Your goal: Extract every line in the data below that contains the word "house", and copy each one in full.

Information supplied:

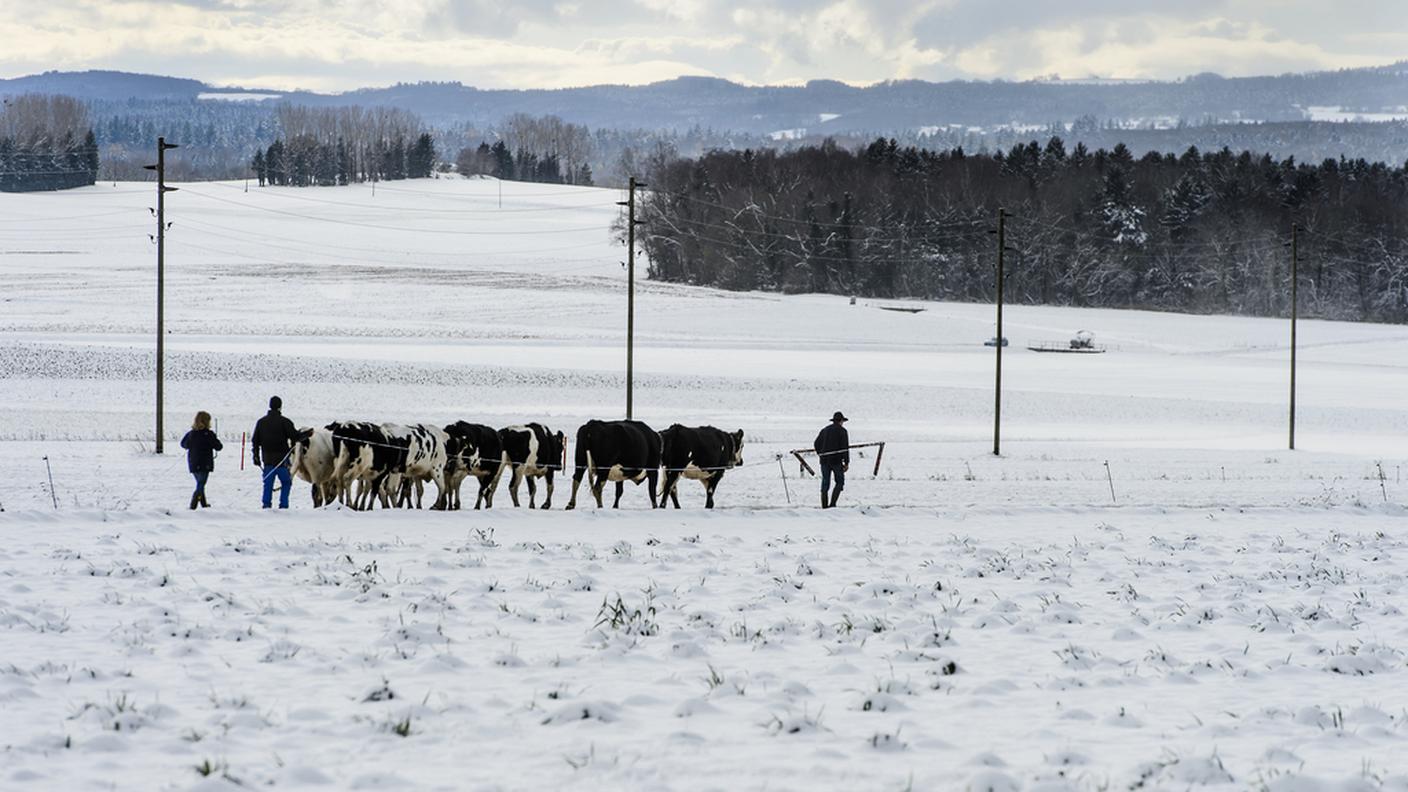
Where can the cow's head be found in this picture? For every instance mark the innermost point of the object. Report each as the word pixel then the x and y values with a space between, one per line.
pixel 300 447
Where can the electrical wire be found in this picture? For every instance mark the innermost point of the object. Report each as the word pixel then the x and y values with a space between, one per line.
pixel 525 233
pixel 259 237
pixel 545 207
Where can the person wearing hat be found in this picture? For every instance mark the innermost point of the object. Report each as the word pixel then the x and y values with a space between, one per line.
pixel 832 448
pixel 271 444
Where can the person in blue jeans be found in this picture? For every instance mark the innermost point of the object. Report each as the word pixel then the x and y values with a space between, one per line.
pixel 271 444
pixel 832 447
pixel 200 444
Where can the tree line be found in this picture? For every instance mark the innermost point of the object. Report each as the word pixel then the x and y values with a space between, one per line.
pixel 1198 231
pixel 45 144
pixel 342 145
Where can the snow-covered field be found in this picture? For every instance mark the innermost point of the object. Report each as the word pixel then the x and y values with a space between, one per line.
pixel 1145 591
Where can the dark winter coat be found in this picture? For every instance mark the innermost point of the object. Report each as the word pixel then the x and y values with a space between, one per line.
pixel 272 440
pixel 831 446
pixel 200 446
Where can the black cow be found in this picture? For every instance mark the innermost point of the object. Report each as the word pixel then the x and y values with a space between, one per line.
pixel 616 451
pixel 701 454
pixel 534 451
pixel 472 450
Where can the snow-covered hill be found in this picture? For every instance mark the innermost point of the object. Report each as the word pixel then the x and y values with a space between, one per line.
pixel 1145 589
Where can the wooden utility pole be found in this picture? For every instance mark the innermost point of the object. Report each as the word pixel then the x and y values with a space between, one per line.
pixel 1294 310
pixel 997 388
pixel 161 275
pixel 630 299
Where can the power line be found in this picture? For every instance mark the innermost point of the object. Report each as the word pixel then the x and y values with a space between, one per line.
pixel 66 217
pixel 525 233
pixel 545 207
pixel 568 192
pixel 259 237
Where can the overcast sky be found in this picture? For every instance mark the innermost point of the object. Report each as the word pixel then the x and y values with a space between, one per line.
pixel 345 44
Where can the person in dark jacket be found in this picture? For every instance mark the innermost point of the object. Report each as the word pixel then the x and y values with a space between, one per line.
pixel 200 446
pixel 271 444
pixel 832 448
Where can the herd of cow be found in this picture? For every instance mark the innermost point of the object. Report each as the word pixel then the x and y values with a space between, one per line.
pixel 362 464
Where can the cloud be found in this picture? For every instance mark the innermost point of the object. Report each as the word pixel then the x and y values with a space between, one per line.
pixel 334 45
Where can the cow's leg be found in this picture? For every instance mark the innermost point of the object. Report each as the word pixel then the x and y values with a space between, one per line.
pixel 576 482
pixel 599 482
pixel 493 485
pixel 514 482
pixel 482 499
pixel 672 479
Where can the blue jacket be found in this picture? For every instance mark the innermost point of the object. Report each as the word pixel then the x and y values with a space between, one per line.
pixel 200 446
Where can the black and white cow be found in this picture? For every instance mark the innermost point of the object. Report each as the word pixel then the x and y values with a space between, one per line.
pixel 314 461
pixel 616 451
pixel 380 458
pixel 424 461
pixel 472 450
pixel 362 457
pixel 532 451
pixel 701 454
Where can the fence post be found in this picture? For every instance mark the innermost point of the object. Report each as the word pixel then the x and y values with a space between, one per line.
pixel 52 495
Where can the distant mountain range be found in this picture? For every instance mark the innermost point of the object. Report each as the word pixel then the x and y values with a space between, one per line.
pixel 822 106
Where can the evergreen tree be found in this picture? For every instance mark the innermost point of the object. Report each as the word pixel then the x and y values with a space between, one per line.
pixel 420 161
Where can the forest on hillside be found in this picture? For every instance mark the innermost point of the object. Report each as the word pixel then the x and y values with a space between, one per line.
pixel 45 144
pixel 1193 231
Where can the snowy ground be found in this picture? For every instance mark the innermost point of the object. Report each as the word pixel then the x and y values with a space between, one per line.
pixel 1145 591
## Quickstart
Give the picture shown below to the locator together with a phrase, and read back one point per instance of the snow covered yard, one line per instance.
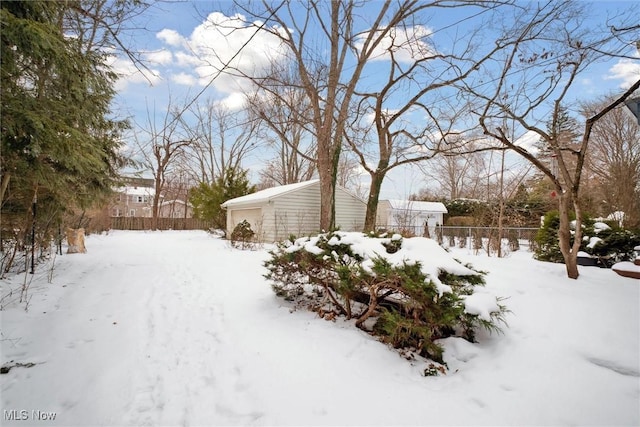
(176, 328)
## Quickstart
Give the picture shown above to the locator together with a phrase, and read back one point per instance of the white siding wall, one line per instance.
(350, 211)
(296, 213)
(383, 219)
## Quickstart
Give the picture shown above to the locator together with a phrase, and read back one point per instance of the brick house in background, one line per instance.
(175, 209)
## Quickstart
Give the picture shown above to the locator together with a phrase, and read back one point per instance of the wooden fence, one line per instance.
(475, 238)
(137, 223)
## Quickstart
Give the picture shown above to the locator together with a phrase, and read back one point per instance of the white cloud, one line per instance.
(160, 57)
(129, 74)
(184, 79)
(219, 40)
(627, 70)
(171, 37)
(234, 102)
(406, 43)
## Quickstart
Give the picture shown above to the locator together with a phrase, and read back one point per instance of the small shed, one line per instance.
(410, 215)
(278, 212)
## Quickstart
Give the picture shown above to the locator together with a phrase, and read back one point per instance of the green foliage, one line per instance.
(207, 198)
(56, 131)
(547, 246)
(242, 236)
(398, 303)
(464, 207)
(613, 245)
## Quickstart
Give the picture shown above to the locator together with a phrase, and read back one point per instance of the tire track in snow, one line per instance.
(183, 349)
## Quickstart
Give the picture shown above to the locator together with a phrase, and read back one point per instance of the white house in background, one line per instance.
(410, 215)
(276, 213)
(133, 201)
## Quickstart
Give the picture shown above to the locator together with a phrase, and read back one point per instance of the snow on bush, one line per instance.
(407, 292)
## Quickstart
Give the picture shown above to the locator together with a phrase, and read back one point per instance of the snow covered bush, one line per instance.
(607, 245)
(408, 292)
(610, 245)
(242, 236)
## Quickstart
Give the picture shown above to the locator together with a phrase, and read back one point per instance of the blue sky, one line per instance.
(176, 40)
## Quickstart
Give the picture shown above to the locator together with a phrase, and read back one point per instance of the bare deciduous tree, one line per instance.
(222, 139)
(161, 145)
(330, 43)
(551, 47)
(614, 161)
(285, 128)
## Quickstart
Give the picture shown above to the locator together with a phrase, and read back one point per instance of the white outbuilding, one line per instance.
(278, 212)
(410, 215)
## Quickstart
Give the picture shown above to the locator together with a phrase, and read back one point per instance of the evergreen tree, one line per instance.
(58, 140)
(207, 198)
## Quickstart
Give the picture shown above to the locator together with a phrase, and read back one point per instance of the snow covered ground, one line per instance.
(176, 328)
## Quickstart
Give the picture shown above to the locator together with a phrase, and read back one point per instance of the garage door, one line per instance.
(252, 216)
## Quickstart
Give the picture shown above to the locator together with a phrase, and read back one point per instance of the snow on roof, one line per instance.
(136, 191)
(173, 202)
(268, 193)
(412, 205)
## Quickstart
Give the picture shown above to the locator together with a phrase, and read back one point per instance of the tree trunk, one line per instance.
(4, 185)
(326, 191)
(569, 251)
(372, 202)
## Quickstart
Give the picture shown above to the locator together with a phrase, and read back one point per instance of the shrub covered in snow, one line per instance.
(610, 245)
(408, 292)
(242, 236)
(606, 244)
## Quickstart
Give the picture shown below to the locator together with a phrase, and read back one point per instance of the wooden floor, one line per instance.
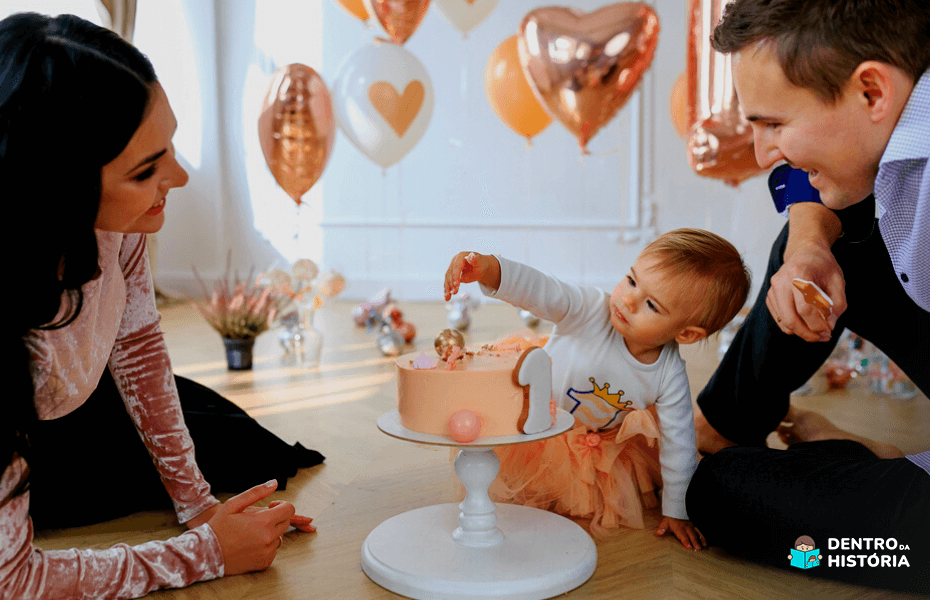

Reply:
Give the picture shown above to the locator together with a phrase, and read back one point per instance of the brick house in background, one line per instance.
Give the picture shown above to the locator together with a phrase, and read back one point per instance of the white house in background, one line per instance.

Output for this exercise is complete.